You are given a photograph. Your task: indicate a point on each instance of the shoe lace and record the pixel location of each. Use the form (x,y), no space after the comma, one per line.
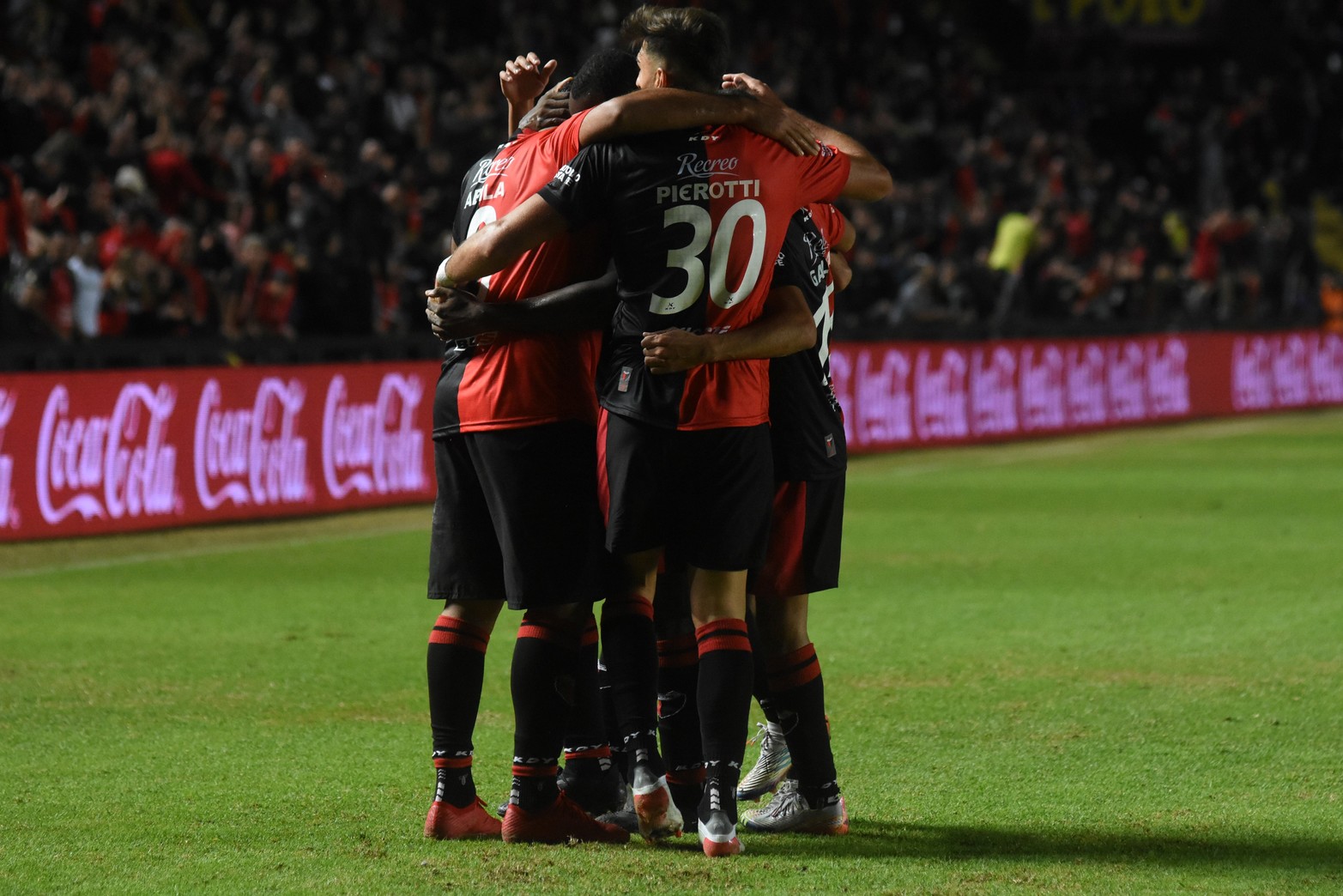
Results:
(763,736)
(787,801)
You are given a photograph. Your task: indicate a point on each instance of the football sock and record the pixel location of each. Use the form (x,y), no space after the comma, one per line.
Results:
(632,664)
(543,693)
(801,700)
(679,719)
(724,693)
(586,746)
(613,734)
(456,667)
(760,676)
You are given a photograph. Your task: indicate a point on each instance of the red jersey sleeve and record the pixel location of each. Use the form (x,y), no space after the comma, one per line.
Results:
(565,139)
(822,176)
(829,221)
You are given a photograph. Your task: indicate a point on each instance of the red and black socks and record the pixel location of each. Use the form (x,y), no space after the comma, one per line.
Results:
(630,653)
(456,665)
(799,699)
(724,696)
(543,695)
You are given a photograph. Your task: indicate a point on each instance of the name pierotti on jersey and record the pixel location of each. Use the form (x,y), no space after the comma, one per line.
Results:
(692,166)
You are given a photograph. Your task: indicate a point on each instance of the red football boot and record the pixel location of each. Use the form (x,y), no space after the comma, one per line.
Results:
(446,821)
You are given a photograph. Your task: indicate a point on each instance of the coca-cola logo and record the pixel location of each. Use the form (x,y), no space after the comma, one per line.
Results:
(1292,372)
(941,395)
(879,398)
(1167,378)
(373,448)
(1252,375)
(113,466)
(9,511)
(1126,380)
(993,395)
(1328,368)
(1043,390)
(251,454)
(1086,386)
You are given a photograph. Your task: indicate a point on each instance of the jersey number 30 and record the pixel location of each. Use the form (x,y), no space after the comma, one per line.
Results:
(691,257)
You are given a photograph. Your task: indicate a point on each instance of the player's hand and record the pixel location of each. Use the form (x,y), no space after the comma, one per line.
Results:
(753,86)
(454,313)
(789,128)
(524,78)
(551,109)
(672,351)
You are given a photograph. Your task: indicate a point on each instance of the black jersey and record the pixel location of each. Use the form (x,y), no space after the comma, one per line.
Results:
(696,219)
(806,421)
(522,379)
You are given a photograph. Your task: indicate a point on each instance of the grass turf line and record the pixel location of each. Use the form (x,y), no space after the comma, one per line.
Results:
(1105,664)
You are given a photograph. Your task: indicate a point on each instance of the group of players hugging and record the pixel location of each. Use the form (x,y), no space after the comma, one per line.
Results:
(665,233)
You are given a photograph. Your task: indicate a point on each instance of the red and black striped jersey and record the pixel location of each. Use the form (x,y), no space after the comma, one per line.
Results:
(806,423)
(511,380)
(696,221)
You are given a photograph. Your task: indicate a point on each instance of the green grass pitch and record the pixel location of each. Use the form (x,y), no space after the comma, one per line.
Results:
(1110,664)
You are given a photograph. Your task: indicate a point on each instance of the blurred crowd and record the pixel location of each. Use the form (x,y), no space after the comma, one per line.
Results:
(178,168)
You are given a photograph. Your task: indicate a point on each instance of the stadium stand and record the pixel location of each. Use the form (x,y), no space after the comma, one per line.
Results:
(204,182)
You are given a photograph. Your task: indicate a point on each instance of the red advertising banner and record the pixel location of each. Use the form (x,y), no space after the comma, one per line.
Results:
(124,451)
(920,394)
(117,451)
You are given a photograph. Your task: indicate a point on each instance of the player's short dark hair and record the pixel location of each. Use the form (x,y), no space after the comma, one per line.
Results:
(605,76)
(692,42)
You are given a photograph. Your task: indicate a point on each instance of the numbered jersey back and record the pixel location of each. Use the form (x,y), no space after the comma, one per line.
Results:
(515,380)
(696,221)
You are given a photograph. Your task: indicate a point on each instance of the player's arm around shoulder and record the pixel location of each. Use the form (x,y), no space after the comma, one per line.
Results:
(783,328)
(869,180)
(672,109)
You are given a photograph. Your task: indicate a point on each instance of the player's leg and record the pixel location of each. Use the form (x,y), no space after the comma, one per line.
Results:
(541,686)
(541,491)
(727,481)
(590,775)
(774,760)
(465,574)
(717,603)
(805,554)
(679,705)
(632,470)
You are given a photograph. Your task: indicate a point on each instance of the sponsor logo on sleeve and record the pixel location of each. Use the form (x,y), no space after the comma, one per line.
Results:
(111,466)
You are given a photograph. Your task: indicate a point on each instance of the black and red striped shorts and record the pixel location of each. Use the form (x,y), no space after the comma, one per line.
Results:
(805,534)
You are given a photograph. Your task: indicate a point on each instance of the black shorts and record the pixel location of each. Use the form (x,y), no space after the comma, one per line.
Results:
(703,494)
(803,555)
(517,518)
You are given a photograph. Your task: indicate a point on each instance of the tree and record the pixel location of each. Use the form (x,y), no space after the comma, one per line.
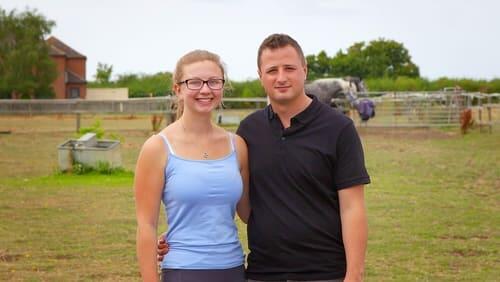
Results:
(26,69)
(103,73)
(380,58)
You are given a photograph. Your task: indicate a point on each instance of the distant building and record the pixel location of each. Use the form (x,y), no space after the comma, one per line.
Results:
(70,82)
(107,94)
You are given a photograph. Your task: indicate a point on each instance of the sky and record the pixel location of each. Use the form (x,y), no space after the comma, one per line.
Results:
(453,38)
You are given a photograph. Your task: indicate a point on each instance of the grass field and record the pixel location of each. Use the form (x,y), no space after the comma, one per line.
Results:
(433,206)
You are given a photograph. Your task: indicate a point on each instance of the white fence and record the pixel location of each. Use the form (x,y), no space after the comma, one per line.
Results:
(393,109)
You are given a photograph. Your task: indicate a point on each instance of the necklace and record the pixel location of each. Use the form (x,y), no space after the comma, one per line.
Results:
(204,153)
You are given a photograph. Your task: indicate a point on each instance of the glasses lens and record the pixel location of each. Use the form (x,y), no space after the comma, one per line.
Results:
(215,84)
(194,84)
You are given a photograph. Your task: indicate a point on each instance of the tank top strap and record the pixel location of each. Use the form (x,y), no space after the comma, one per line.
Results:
(232,141)
(169,147)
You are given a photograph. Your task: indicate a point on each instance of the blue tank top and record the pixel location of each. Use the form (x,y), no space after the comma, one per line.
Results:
(200,198)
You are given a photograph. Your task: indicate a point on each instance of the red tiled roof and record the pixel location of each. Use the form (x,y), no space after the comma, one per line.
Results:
(72,77)
(59,48)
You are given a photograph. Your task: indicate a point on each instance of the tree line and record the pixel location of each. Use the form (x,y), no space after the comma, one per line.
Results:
(27,71)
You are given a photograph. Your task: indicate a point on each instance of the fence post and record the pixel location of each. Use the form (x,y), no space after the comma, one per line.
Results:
(78,116)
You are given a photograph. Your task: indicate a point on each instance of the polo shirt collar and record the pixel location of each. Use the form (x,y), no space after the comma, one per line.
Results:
(303,117)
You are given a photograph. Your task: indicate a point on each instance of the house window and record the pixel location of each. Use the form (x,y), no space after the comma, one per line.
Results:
(74,92)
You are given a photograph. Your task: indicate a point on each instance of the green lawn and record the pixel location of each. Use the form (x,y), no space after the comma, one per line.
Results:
(433,206)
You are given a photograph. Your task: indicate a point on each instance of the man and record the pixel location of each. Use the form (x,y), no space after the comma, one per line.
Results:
(307,172)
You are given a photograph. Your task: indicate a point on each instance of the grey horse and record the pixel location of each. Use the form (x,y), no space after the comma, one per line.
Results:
(329,89)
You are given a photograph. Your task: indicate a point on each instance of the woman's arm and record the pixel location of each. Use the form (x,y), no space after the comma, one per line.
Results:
(148,186)
(243,207)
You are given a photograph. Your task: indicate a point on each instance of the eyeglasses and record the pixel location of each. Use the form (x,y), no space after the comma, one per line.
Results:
(197,84)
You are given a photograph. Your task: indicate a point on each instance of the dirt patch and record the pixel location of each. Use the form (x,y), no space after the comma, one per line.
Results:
(467,253)
(5,257)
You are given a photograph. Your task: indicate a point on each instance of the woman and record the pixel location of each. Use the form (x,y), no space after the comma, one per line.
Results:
(200,172)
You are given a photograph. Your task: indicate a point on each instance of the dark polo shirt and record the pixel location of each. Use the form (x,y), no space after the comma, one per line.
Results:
(294,230)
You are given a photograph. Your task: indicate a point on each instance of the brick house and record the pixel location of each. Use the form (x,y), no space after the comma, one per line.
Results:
(70,82)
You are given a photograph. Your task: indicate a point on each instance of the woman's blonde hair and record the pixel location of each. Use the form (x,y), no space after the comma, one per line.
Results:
(189,58)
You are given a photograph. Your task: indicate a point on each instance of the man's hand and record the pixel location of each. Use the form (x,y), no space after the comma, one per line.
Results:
(162,247)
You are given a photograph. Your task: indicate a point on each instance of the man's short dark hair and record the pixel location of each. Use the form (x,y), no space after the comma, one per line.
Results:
(279,40)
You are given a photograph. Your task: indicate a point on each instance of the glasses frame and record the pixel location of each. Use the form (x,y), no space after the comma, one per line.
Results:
(203,82)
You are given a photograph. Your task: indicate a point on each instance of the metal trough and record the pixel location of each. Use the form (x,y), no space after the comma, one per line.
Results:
(89,151)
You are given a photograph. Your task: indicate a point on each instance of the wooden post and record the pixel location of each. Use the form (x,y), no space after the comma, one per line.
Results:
(78,116)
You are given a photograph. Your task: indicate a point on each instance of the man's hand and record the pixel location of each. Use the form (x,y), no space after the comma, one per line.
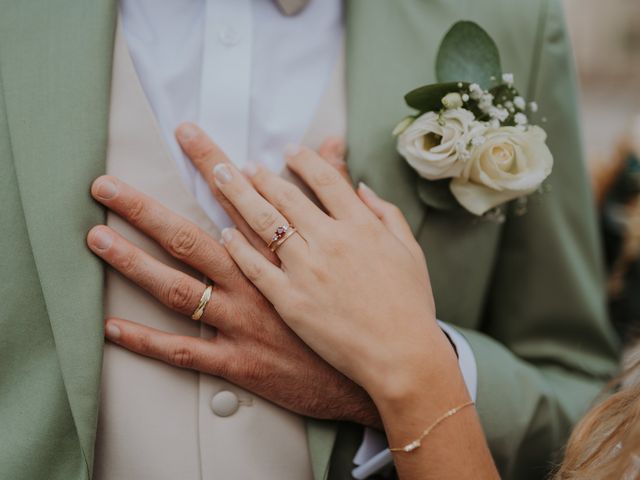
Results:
(253,348)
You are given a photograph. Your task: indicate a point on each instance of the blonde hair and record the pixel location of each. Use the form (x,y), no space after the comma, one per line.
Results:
(606,443)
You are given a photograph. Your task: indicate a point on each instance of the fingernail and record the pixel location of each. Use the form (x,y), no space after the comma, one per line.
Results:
(250,169)
(101,239)
(367,190)
(186,132)
(106,189)
(227,235)
(112,331)
(222,173)
(339,150)
(291,150)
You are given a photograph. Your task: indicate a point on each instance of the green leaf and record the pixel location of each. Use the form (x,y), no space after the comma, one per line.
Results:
(468,53)
(429,97)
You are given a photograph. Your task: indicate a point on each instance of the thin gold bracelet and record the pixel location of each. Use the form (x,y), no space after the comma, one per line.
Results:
(418,442)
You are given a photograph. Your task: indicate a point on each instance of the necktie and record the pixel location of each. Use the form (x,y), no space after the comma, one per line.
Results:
(291,7)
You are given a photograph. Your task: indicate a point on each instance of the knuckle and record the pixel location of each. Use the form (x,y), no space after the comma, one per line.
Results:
(265,221)
(336,246)
(326,177)
(144,343)
(135,210)
(181,356)
(393,210)
(253,272)
(179,295)
(183,243)
(128,262)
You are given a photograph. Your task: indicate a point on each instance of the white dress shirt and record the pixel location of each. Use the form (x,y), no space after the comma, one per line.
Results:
(252,79)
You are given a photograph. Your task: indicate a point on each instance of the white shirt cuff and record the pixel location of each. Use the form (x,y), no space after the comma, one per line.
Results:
(373,454)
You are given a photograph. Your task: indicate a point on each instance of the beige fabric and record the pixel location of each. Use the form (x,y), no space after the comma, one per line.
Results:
(156,421)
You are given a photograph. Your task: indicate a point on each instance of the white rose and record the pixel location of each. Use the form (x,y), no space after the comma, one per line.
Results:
(511,163)
(437,146)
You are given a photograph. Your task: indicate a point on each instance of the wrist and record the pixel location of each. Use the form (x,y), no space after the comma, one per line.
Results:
(432,375)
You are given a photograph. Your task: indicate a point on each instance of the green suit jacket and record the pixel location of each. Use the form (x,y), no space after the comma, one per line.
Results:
(527,293)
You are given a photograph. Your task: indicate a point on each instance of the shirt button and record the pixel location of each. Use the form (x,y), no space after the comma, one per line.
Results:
(225,403)
(228,36)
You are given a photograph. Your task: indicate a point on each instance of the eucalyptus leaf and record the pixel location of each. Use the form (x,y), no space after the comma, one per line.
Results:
(429,97)
(467,53)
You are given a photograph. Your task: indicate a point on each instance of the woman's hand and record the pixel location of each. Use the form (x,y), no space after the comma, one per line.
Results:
(352,283)
(254,348)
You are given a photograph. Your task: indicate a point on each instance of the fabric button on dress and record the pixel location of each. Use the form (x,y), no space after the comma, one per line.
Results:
(225,403)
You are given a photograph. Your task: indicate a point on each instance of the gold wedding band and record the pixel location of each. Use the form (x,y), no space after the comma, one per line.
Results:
(204,300)
(281,235)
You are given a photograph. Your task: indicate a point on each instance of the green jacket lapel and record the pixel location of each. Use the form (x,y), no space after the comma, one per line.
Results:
(56,84)
(391,48)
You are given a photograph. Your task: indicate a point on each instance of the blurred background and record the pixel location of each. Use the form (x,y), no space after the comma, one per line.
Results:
(606,40)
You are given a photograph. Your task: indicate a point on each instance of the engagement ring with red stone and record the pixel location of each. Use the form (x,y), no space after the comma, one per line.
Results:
(281,235)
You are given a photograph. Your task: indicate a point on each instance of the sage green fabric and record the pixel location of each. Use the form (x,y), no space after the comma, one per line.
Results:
(527,293)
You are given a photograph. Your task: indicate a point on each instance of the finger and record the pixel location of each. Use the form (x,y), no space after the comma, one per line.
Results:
(181,238)
(333,150)
(261,216)
(267,278)
(205,155)
(287,199)
(329,186)
(389,214)
(209,356)
(175,289)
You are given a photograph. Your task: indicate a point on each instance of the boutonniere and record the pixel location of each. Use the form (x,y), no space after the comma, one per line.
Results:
(472,129)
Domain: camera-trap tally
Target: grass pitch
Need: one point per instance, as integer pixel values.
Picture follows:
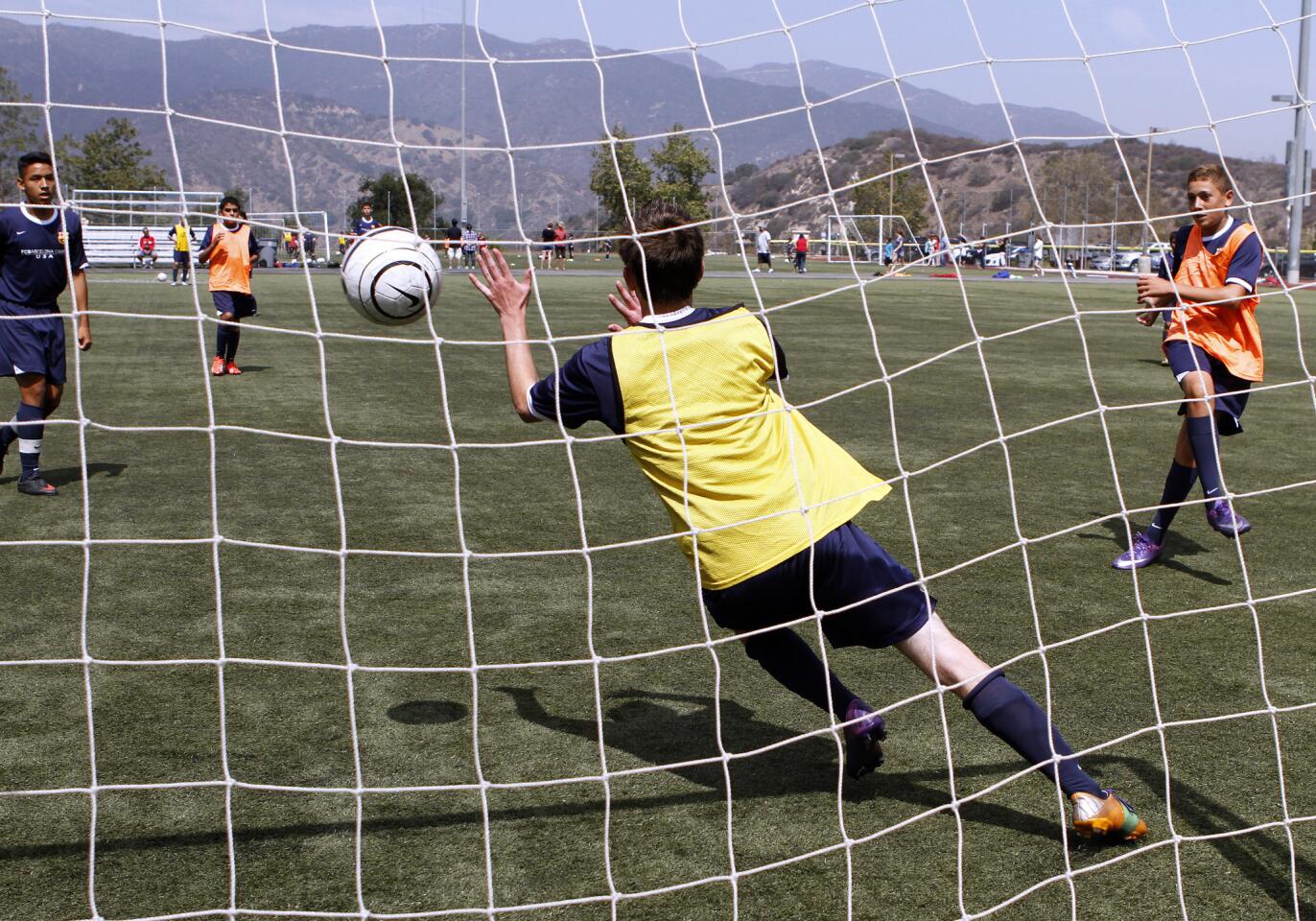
(170, 583)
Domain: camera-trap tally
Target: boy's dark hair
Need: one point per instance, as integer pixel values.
(671, 262)
(33, 158)
(1210, 173)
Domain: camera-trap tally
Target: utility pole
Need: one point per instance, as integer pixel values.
(1115, 220)
(891, 180)
(1146, 199)
(463, 112)
(1298, 173)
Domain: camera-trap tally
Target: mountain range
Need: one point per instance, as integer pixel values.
(318, 109)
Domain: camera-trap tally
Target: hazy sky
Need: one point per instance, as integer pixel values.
(1153, 84)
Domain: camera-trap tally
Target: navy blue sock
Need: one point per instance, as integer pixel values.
(8, 435)
(792, 662)
(31, 427)
(1202, 435)
(1178, 484)
(1012, 716)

◆ ◆ ◆ ◆ ◆ ◆ ◆

• WHAT YOU ARE ASKED TO DO: Your answer should be one number, the count of lines in the entries holding the string "polo".

• RESULT: 2